• _WHAT TO PRODUCE_:
Below are records to print word for word; include none of their pictures.

Data excerpts

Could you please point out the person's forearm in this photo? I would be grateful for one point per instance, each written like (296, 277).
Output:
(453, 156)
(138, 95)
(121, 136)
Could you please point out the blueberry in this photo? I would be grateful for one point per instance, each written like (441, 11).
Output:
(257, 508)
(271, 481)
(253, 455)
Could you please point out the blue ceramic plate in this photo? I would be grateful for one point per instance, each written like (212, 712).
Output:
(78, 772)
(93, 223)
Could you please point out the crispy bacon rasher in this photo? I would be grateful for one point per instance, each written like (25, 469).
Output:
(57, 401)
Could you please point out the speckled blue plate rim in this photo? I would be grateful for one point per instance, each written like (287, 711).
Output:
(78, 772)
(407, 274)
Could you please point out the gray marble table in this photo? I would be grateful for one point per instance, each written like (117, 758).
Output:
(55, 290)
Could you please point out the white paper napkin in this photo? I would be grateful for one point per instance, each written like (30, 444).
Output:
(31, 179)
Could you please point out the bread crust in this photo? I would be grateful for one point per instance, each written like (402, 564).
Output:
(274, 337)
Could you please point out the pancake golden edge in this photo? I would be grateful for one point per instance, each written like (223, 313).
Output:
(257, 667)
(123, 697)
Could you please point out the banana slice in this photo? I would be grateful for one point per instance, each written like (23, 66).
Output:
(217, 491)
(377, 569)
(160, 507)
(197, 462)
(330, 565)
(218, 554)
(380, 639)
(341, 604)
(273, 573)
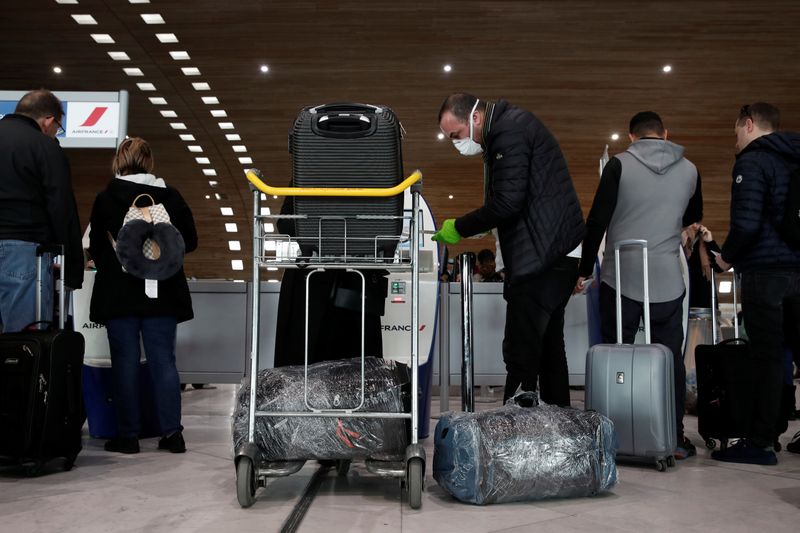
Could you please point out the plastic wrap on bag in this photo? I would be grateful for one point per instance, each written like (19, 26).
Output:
(515, 454)
(331, 385)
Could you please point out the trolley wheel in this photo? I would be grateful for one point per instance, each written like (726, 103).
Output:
(245, 482)
(342, 467)
(414, 474)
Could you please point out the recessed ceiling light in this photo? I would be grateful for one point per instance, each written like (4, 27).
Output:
(152, 18)
(102, 38)
(84, 19)
(167, 37)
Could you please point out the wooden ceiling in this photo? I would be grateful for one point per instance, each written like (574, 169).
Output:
(584, 67)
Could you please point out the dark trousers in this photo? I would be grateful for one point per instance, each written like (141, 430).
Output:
(765, 294)
(158, 336)
(533, 346)
(666, 327)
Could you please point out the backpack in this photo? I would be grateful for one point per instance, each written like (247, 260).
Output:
(789, 228)
(148, 246)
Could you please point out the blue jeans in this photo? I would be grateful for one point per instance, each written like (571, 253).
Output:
(18, 285)
(158, 336)
(765, 294)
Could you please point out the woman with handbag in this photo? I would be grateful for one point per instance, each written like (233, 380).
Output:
(141, 299)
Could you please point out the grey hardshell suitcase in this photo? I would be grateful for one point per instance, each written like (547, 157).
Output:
(634, 386)
(347, 145)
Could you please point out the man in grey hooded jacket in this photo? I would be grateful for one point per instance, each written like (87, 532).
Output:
(648, 192)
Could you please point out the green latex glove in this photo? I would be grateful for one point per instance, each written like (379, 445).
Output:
(448, 234)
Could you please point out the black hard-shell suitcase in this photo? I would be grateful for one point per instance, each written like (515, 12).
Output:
(724, 384)
(347, 146)
(41, 413)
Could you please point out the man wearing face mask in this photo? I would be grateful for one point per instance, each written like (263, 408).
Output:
(531, 200)
(37, 205)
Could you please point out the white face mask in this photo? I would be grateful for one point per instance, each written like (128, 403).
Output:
(468, 146)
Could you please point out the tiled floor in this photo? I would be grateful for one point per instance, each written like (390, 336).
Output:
(160, 492)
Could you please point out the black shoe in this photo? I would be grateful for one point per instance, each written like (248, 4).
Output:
(745, 452)
(122, 445)
(174, 443)
(794, 446)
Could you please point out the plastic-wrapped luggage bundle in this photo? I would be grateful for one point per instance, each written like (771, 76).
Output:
(331, 385)
(515, 454)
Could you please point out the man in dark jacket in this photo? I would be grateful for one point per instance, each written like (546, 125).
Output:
(770, 269)
(650, 192)
(531, 200)
(37, 205)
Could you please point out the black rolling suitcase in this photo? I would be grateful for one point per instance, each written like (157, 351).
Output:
(41, 413)
(347, 146)
(724, 384)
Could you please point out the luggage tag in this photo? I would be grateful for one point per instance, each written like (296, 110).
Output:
(151, 288)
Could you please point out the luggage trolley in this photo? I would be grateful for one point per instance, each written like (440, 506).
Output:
(251, 468)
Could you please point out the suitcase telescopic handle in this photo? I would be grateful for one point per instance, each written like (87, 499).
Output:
(255, 177)
(618, 278)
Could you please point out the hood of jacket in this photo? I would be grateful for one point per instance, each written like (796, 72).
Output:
(656, 154)
(785, 144)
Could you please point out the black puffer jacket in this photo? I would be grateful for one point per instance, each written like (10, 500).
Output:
(530, 198)
(118, 294)
(758, 201)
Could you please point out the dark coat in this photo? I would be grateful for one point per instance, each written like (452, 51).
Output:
(37, 203)
(758, 201)
(118, 294)
(530, 197)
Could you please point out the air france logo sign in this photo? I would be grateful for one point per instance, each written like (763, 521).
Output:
(93, 119)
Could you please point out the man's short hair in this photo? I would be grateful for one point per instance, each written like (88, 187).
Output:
(766, 116)
(40, 103)
(646, 123)
(485, 255)
(460, 105)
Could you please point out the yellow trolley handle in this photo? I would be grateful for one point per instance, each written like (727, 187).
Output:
(253, 177)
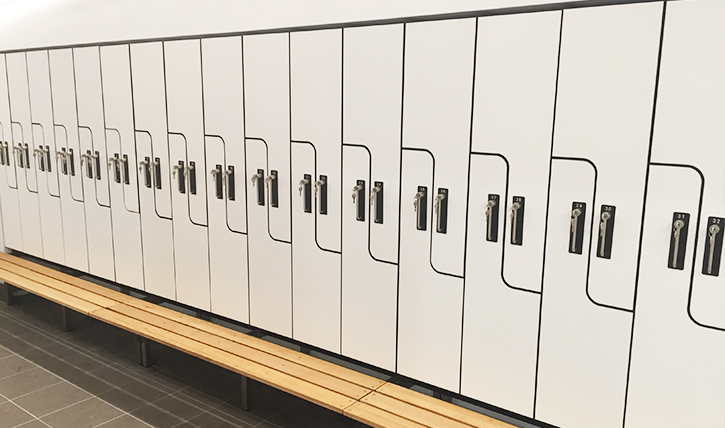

• _PROBLEM SOLUTION_:
Could you please point out the person's forearm in this photo? I would be grateful for one point per instance, each written like (296, 277).
Output:
(453, 156)
(138, 95)
(121, 136)
Could you please point out the blueberry in this photo? I would be grateful for one point per instance, each written like (441, 11).
Output:
(257, 508)
(271, 481)
(253, 455)
Could you please point out the blue ceramic plate in this photo? I would be grateful for one point per instance, each written like (212, 712).
Output:
(78, 772)
(93, 223)
Could you please point out the crispy bacon rasher in this photo? I would be grateful for one point per instance, each written like (25, 469).
Output:
(57, 401)
Could you please point out the speckled blue plate rim in this photo? I would be grateful for one point per instance, each written like (287, 711).
Output:
(78, 772)
(407, 274)
Could you please point out the gray marble table in this photo? I would be grateful for one point per instance, each written like (117, 758).
Output:
(55, 290)
Could you please point out the white paper napkin in this photo? I would be grateful for one point per instance, each written like (30, 444).
Output:
(31, 179)
Could you please point out the bread crust in this photo? I would be grateful for one point per instance, each written like (402, 564).
Output:
(274, 337)
Could you please point out the pancake golden edge in this photo? I would be grateful for one point per instance, each written like (223, 313).
Output:
(257, 667)
(123, 697)
Could you please point out the banana slice in this photo? I would be grateful for one point per instance, each written like (23, 66).
Output:
(217, 491)
(377, 569)
(160, 507)
(197, 462)
(330, 565)
(218, 554)
(380, 639)
(341, 604)
(273, 573)
Could you please point out the plastic wrap on bag in this photo? I would be grateful for one point per instance, each written like (19, 26).
Output:
(515, 454)
(331, 385)
Could you please point out the trolley wheel in this photo? I would be grateful for one point per instance, each written like (726, 103).
Output:
(245, 482)
(342, 467)
(414, 474)
Could you please point out the recessed ceiling light in this photo? I would be grateful for one point per instance, each written like (4, 27).
Output:
(152, 18)
(102, 38)
(84, 19)
(167, 37)
Could you please point out the wooden ceiling in this photo? I would be grateful for one point per instance, each written like (574, 169).
Output:
(584, 67)
Could you please point out the dark trousers in this photo? I would be grateful for one point per instance, each written like (141, 430).
Output:
(765, 294)
(158, 336)
(533, 346)
(666, 327)
Could you please point out the backpack in this photo? I would be grateful for one point per instance, each written like (247, 260).
Output:
(789, 228)
(148, 246)
Could you please point out the blue jeans in this photo? I would be grateful for one point per instance, each written like (571, 253).
Output:
(18, 285)
(158, 336)
(765, 294)
Could you please point out the woman with handbag in this photo? I would be grateful for one point per instance, each written like (233, 380).
Output:
(141, 299)
Could you please point out the grey hardshell suitcase in this photo? I would be grateful for one point per instance, each written like (547, 157).
Output:
(634, 386)
(347, 145)
Could you please point out the man in grey hooded jacket in this photo? I would be grateful for one point per instance, each written like (87, 532).
Output:
(648, 192)
Could you please point out the green latex glove in this photo? I would be grateful for one point per instance, each written like (379, 445).
Output:
(448, 234)
Could you please point out the black hard-shell suitcase in this photo? I would be grateful for one point per instance, each written like (515, 12).
Output:
(724, 384)
(347, 146)
(41, 413)
Could you please point out the man wearing face mask in this photo? I would be grateful for one point per instance, each written like (263, 408).
Output:
(531, 200)
(37, 205)
Could you please point out the white face mask in this photo? I would be grateful for one point per instance, each written like (128, 403).
Output:
(468, 146)
Could you please point out the tiled floor in this photo? I would be grateful for one point per instance, each written like (390, 336).
Output:
(160, 492)
Could you please point out the black shoe in this photo? I would be grateful for one point per instance, each written like (248, 4).
Output:
(745, 452)
(122, 445)
(174, 443)
(794, 446)
Could you please point out the plastic-wrapped luggage bundle in this photo? I would be grateful for one point per instance, each written like (771, 76).
Output:
(331, 385)
(515, 454)
Could you please point out the man in dark jacket in this photo? I would be grateful for one point per instance, each written like (546, 125).
Output:
(770, 269)
(650, 192)
(531, 200)
(37, 205)
Could you please point out the black rolling suitcase in this photo? I would be grateful for one point per instance, each written like (157, 351).
Output:
(41, 413)
(347, 146)
(724, 384)
Could you please point out the luggage tag in this photo? I would be grateful for one point per instance, each written like (296, 110).
Output:
(151, 288)
Could you please point out the luggage trolley in this photo? I would be grateful for one point per instance, each written like (440, 506).
Output:
(251, 468)
Could you please point out the suitcase telescopic handle in this photo? I would be grateful for one point per instance, each written like (87, 499).
Output:
(255, 177)
(618, 278)
Could you please point out the hood of jacket in this photo? I would be grateful for one point per instance, each written like (796, 72).
Output:
(656, 154)
(785, 144)
Could you please point out the black puffer jacket in this photo? I would be grateful for one point per instance, each written like (10, 500).
Output:
(530, 198)
(118, 294)
(758, 201)
Could you please point out the dark coat in this photo? I would be grateful for one point per instance, each written like (452, 51).
Output:
(37, 203)
(758, 201)
(118, 294)
(530, 197)
Could you please point out the air france logo sign in this photo? I would be grateful for one point per instance, each written like (763, 521).
Output:
(93, 119)
Could you please point out the man's short hair in this photo? I would be grateful for one point per instance, each written like (88, 187).
Output:
(766, 116)
(40, 103)
(646, 123)
(485, 255)
(460, 105)
Could you please point out the yellow trolley handle in this photo? I would be grateful for one point per instance, each written like (727, 187).
Output:
(253, 177)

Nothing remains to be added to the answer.